■ Directions for this task: Report the count of lines holding "crack" in the records, with no other words.

Data records

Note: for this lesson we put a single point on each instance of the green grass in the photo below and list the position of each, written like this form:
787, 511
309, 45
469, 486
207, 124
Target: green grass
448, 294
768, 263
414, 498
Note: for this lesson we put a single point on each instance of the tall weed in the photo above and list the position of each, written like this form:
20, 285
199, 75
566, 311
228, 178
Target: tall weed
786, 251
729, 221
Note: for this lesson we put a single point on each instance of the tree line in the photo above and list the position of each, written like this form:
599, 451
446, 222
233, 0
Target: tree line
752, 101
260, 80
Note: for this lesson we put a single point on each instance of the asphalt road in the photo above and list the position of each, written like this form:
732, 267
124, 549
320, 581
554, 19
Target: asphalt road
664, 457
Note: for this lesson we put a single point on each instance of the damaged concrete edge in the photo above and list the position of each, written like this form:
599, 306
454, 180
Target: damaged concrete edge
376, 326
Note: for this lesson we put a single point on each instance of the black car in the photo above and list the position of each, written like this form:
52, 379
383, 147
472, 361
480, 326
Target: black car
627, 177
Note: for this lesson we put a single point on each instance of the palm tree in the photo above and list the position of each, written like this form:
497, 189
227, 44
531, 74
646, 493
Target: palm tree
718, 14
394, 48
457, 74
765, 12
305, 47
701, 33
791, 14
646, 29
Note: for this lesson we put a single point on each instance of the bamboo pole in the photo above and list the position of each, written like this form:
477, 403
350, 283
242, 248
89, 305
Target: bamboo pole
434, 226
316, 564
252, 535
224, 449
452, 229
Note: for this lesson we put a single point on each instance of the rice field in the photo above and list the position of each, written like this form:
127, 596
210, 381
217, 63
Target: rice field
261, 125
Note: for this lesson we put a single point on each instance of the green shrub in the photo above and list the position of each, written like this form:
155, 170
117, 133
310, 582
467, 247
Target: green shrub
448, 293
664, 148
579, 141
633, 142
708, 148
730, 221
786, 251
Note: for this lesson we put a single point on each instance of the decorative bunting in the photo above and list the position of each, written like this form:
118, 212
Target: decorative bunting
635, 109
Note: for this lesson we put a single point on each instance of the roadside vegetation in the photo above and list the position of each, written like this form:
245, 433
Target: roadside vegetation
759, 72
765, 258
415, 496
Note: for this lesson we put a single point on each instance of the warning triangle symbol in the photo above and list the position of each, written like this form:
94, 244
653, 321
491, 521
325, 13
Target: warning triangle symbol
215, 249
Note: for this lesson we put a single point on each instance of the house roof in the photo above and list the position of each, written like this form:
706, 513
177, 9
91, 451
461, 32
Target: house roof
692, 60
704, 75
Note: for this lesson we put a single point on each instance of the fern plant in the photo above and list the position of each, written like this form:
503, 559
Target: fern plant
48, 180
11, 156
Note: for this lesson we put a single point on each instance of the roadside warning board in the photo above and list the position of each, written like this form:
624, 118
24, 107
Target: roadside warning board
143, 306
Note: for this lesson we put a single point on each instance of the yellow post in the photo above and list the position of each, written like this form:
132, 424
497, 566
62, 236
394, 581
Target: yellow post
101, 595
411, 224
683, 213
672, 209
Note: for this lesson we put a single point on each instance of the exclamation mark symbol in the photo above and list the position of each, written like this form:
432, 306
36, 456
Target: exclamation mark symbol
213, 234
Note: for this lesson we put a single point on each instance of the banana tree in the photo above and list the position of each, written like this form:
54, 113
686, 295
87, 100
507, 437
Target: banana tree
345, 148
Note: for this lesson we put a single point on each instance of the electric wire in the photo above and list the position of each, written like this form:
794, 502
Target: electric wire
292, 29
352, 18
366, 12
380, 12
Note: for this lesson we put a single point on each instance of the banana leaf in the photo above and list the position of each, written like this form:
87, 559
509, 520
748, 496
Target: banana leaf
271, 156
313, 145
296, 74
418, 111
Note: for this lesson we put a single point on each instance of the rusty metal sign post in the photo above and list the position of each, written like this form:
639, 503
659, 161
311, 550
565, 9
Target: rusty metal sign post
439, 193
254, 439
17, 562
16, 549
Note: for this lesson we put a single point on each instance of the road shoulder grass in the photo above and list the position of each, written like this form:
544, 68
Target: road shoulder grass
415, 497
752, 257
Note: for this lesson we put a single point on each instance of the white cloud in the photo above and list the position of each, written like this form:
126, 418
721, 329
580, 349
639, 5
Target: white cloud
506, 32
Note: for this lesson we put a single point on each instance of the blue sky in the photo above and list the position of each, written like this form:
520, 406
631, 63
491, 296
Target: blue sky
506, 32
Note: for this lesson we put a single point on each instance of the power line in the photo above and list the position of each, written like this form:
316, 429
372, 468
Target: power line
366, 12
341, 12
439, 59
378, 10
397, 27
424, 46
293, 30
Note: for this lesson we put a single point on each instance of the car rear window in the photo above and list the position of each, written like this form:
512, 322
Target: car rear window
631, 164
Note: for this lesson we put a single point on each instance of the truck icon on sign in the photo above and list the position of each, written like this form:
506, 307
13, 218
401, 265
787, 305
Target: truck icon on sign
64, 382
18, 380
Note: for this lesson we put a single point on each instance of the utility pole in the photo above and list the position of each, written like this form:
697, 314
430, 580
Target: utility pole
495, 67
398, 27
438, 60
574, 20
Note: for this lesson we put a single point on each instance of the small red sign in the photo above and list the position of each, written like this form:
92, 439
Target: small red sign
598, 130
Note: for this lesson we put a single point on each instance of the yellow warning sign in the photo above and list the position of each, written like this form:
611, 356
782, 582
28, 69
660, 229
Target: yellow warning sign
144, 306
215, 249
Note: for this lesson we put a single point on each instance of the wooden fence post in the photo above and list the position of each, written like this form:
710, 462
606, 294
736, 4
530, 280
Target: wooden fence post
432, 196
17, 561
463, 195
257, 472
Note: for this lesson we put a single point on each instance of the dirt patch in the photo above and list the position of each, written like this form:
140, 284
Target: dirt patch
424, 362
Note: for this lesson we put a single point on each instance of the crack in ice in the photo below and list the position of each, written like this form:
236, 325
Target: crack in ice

■ Your solution: 2